# [Aufgaben]
1 - Wie begründet die Filmkritik zu „The Square“, dass der Film wohl auch noch für einen Auslands-„Oscar“ gut ist? Antworte in ein bis drei Sätzen.
2 - Übernimm bitte aus der Filmkritik zu „The Square“ wortgetreu die Stelle, die bei „Die Skandinavier sind“ anfängt und bei „die zentrale Figur.“ aufhört.

Ist das Kunst oder kann das weg?

„The Square“ von Ruben Östlund

von Renate Wagner

The Square
(Dänemark/Deutschland/Frankreich/Schweden 2017)

Regie: Ruben Östlund
Mit: Claes Bang, Elisabeth Moss, Dominic West u.a.
 
Die Skandinavier sind anders, man merkt es, wenn man in ihren Ländern reist. Sie wirken aufgeschlossener, liberaler, lockerer, freundlicher – und sind es teilweise wohl auch. Aber dieses (auch spürbare) Bemühen, sich richtig zu verhalten, hat seinen Preis. Und davon – in viele Themenstränge auseinander dividiert und wieder zusammen gebunden – handelt dieser Film des schwedischen Filmemachers Ruben Östlund, heuer in Cannes mit der Goldenen Palme ausgezeichnet und wohl auch noch für einen Auslands-„Oscar“ gut. Denn hier geht es um ein ganzes Bündel von Problemen, eines interessanter als das andere, perfekt geknüpft an die zentrale Figur.

(Einträge zur Beschriftung von Begrenzungsrahmen)
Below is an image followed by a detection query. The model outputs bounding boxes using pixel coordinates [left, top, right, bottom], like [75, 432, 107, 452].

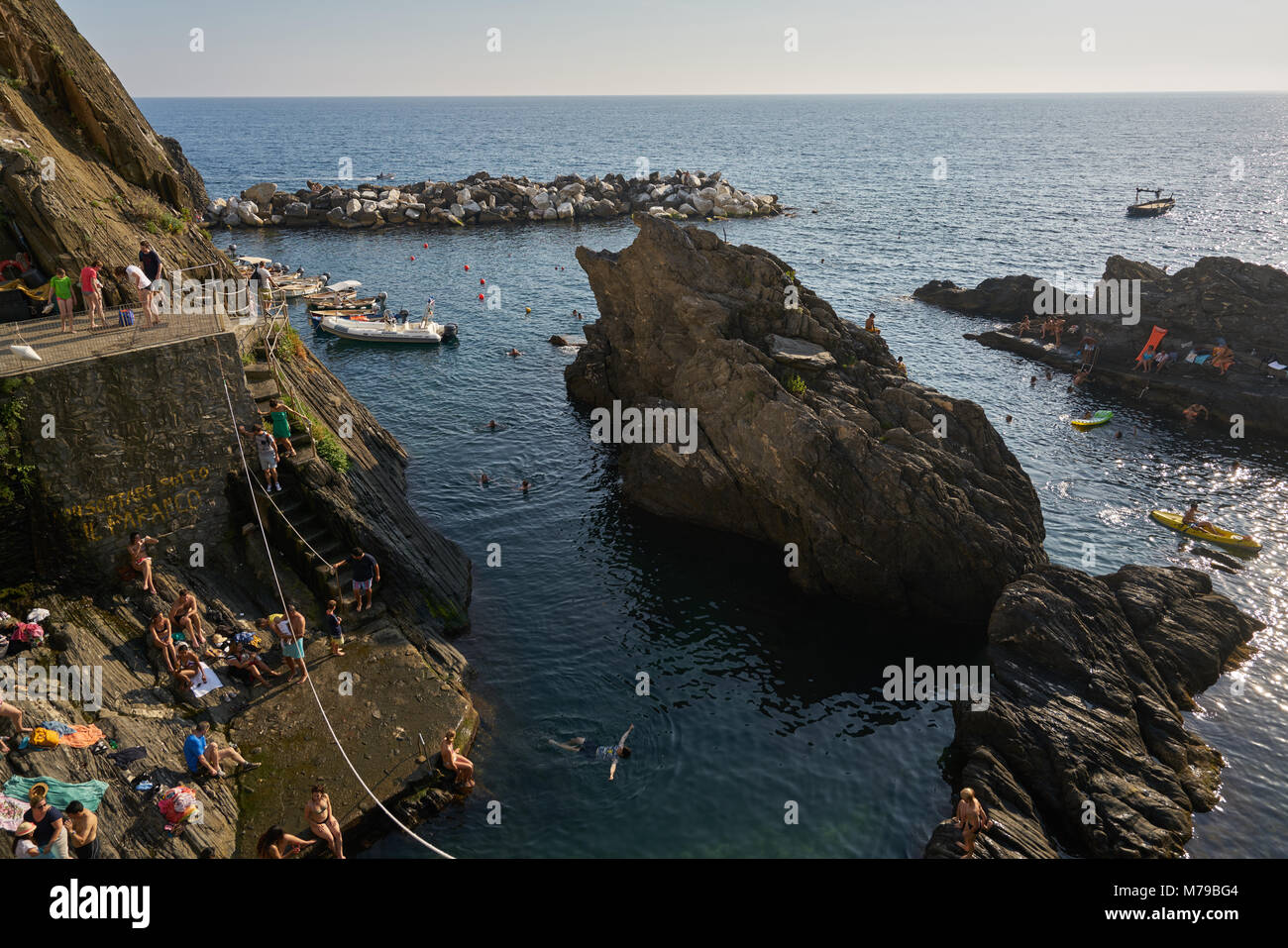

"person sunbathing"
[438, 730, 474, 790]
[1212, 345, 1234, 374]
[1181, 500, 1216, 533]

--

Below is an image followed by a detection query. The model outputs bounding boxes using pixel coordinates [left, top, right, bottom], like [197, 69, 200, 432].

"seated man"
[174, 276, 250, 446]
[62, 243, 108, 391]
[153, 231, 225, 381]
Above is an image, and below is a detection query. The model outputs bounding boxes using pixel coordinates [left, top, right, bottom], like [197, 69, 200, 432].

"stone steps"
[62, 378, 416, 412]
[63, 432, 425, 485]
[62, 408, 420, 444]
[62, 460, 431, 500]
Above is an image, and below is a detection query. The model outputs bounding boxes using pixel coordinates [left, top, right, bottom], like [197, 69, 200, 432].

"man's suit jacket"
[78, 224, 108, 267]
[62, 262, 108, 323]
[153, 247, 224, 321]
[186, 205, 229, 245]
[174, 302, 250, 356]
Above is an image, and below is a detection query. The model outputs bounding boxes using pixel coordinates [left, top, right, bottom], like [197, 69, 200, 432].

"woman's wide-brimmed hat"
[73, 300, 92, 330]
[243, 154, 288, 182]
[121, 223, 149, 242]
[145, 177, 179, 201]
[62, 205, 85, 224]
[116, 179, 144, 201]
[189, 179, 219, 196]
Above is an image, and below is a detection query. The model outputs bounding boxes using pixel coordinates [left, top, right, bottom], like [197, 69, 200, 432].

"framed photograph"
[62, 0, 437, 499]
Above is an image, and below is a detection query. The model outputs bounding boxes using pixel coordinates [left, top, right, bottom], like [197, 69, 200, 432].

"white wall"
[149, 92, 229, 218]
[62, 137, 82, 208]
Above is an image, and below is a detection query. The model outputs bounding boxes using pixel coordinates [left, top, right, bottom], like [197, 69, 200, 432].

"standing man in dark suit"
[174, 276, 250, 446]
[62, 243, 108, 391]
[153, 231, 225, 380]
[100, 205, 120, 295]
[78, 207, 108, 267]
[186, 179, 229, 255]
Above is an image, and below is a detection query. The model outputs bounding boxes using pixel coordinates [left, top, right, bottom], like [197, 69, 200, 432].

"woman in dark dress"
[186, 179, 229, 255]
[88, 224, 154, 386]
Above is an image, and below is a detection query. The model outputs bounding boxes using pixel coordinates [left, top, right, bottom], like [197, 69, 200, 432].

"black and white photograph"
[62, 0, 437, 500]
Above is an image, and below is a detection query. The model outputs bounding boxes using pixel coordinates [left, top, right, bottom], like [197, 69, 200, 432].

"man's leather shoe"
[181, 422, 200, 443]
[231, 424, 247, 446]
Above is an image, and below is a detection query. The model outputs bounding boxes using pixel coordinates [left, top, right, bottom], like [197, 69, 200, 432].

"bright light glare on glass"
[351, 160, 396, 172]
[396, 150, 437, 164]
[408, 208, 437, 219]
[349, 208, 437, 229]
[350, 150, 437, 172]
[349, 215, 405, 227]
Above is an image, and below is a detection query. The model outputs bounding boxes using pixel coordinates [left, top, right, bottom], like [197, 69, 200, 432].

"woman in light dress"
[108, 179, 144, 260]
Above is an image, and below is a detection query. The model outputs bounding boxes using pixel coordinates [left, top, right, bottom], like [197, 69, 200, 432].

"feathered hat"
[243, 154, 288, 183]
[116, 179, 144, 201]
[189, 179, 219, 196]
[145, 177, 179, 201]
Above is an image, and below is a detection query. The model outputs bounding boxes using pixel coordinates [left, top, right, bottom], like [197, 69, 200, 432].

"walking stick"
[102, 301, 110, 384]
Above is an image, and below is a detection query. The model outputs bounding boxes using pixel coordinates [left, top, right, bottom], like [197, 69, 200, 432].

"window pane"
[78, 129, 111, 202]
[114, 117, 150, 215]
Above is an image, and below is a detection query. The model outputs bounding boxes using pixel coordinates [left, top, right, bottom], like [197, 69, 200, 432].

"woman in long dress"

# [Lösungen]
1 - In dem Film geht es um ein ganzes Bündel von Problemen, eines interessanter als das andere. Diese sind perfekt an die zentrale Figur geknüpft.

2 -
Die Skandinavier sind anders, man merkt es, wenn man in ihren Ländern reist. Sie wirken aufgeschlossener, liberaler, lockerer, freundlicher – und sind es teilweise wohl auch. Aber dieses (auch spürbare) Bemühen, sich richtig zu verhalten, hat seinen Preis. Und davon – in viele Themenstränge auseinander dividiert und wieder zusammen gebunden – handelt dieser Film des schwedischen Filmemachers Ruben Östlund, heuer in Cannes mit der Goldenen Palme ausgezeichnet und wohl auch noch für einen Auslands-„Oscar“ gut. Denn hier geht es um ein ganzes Bündel von Problemen, eines interessanter als das andere, perfekt geknüpft an die zentrale Figur.